> [PETIKAN TEKS]

------------------------------

Saat Presiden Barack Obama berpidato di Universitas Kairo, Mesir, pada 4 Juni 2009 lalu, ia kerap menyebut nama Keith Ellison. Sosok Ellison di mata pemimpin Amerika Serikat (AS) itu, adalah simbol persahabatan AS dengan Islam.
”Ketika orang Muslim pertama Amerika
terpilih sebagai anggota Kongres, dia bersumpah setia pada konstitusi AS
dengan mengangkat Alquran, kitab suci yang sama dengan yang disimpan
salah seorang Bapak Bangsa kami, Thomas Jefferson, di perpustakaan
pribadinya,” kata Obama.
Kendati namanya disebut-sebut dalam
pidato Obama, namun Ellison sendiri tidak merasa disanjung. ”Saya hanya
berpikir, ya kalau apa yang saya lakukan bisa membantu Anda dalam
membuka pintu dengan dunia Muslim, maka saya bahagia bisa melakukannya,”
kata Ellison.
Ellison menilai perjuangannya adalah
memperluas peluang dan ruang gerak seluruh warga Amerika, dan bukan
hanya ditempatkan sebagai orang yang memahami Muslim dan segala hal yang berkaitan dengan Islam.

------------------------------

> [DATA YANG DIBERIKAN]
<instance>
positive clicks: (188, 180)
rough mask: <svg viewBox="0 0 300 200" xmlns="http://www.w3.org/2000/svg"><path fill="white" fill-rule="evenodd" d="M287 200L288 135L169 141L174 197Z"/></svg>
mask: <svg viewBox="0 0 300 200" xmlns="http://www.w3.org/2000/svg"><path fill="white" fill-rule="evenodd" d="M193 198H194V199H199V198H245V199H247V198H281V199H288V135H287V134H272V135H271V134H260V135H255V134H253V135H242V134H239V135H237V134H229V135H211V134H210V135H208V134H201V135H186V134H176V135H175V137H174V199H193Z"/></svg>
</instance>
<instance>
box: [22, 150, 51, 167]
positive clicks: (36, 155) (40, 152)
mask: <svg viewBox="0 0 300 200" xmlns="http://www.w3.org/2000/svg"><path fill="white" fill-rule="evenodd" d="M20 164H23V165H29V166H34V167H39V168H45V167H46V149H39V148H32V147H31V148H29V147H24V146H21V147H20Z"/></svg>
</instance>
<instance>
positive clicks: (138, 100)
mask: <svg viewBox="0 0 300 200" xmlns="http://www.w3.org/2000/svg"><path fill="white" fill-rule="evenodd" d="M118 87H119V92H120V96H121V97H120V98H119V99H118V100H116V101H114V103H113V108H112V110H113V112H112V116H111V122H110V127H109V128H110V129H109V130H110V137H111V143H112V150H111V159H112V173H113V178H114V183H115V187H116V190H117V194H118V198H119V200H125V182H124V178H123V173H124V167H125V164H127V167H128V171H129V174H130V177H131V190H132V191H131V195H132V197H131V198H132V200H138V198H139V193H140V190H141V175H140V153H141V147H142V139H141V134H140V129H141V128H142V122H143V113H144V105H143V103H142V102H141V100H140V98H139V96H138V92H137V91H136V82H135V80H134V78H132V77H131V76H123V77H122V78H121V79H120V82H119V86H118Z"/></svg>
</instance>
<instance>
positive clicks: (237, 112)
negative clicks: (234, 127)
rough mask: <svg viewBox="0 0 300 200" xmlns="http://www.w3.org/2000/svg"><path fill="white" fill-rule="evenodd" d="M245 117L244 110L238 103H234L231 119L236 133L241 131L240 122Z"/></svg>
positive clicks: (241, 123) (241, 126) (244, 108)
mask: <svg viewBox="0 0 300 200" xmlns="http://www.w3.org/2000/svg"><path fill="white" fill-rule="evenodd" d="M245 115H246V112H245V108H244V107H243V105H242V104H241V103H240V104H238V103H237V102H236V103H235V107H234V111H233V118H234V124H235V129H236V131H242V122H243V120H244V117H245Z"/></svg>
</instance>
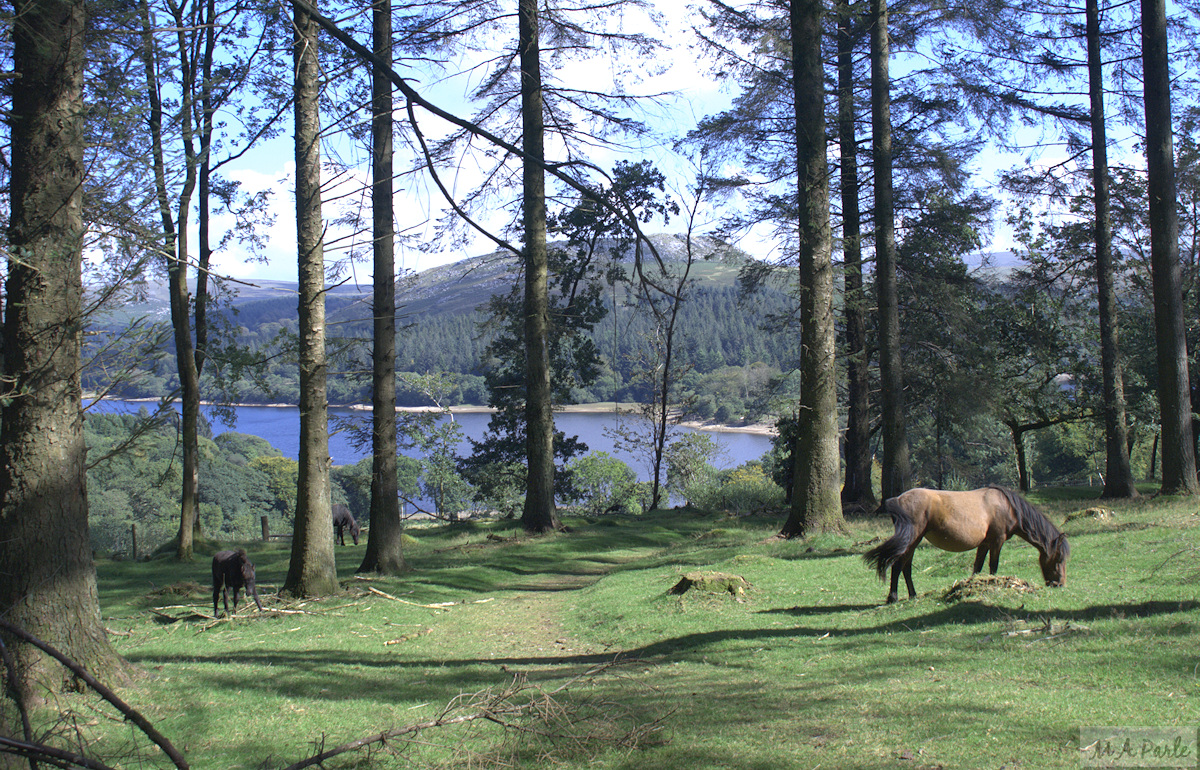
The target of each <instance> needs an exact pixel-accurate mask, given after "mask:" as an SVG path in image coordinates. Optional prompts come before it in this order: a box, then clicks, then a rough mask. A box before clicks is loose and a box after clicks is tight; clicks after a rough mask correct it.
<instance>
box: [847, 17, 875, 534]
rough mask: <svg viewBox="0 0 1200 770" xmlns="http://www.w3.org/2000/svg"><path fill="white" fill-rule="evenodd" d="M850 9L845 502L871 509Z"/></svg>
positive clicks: (872, 509) (854, 507) (857, 160)
mask: <svg viewBox="0 0 1200 770" xmlns="http://www.w3.org/2000/svg"><path fill="white" fill-rule="evenodd" d="M852 26H853V24H852V10H851V7H850V4H848V2H847V1H846V0H840V1H839V4H838V146H839V151H840V156H841V174H840V175H841V229H842V236H841V240H842V264H844V266H845V271H846V300H845V315H846V379H847V385H848V398H847V404H846V443H845V455H846V482H845V483H844V485H842V488H841V503H842V506H844V507H854V509H864V510H869V511H870V510H874V509H875V505H876V503H875V491H874V489H872V487H871V414H870V397H869V393H870V355H869V353H868V350H866V314H868V309H866V307H868V305H866V294H865V291H864V290H863V239H862V217H860V213H859V206H858V194H859V184H858V142H857V139H856V136H854V134H856V132H854V119H856V118H857V113H856V109H854V40H853V36H852V31H851V30H852Z"/></svg>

------------------------------

> [TINDAKAN YANG DIPERLUKAN] Tulis lagi petikan teks tentang Keith Ellison, semua bagian dari "Saat Presiden Barack" sampai ke "kata Ellison.", dan ganti setiap "kata" dengan "ujar".

> [HASIL LATIHAN]
Saat Presiden Barack Obama berpidato di Universitas Kairo, Mesir, pada 4 Juni 2009 lalu, ia kerap menyebut nama Keith Ellison. Sosok Ellison di mata pemimpin Amerika Serikat (AS) itu, adalah simbol persahabatan AS dengan Islam.
”Ketika orang Muslim pertama Amerika
terpilih sebagai anggota Kongres, dia bersumpah setia pada konstitusi AS
dengan mengangkat Alquran, kitab suci yang sama dengan yang disimpan
salah seorang Bapak Bangsa kami, Thomas Jefferson, di perpustakaan
pribadinya,” ujar Obama.
Kendati namanya disebut-sebut dalam
pidato Obama, namun Ellison sendiri tidak merasa disanjung. ”Saya hanya
berpikir, ya kalau apa yang saya lakukan bisa membantu Anda dalam
membuka pintu dengan dunia Muslim, maka saya bahagia bisa melakukannya,”
ujar Ellison.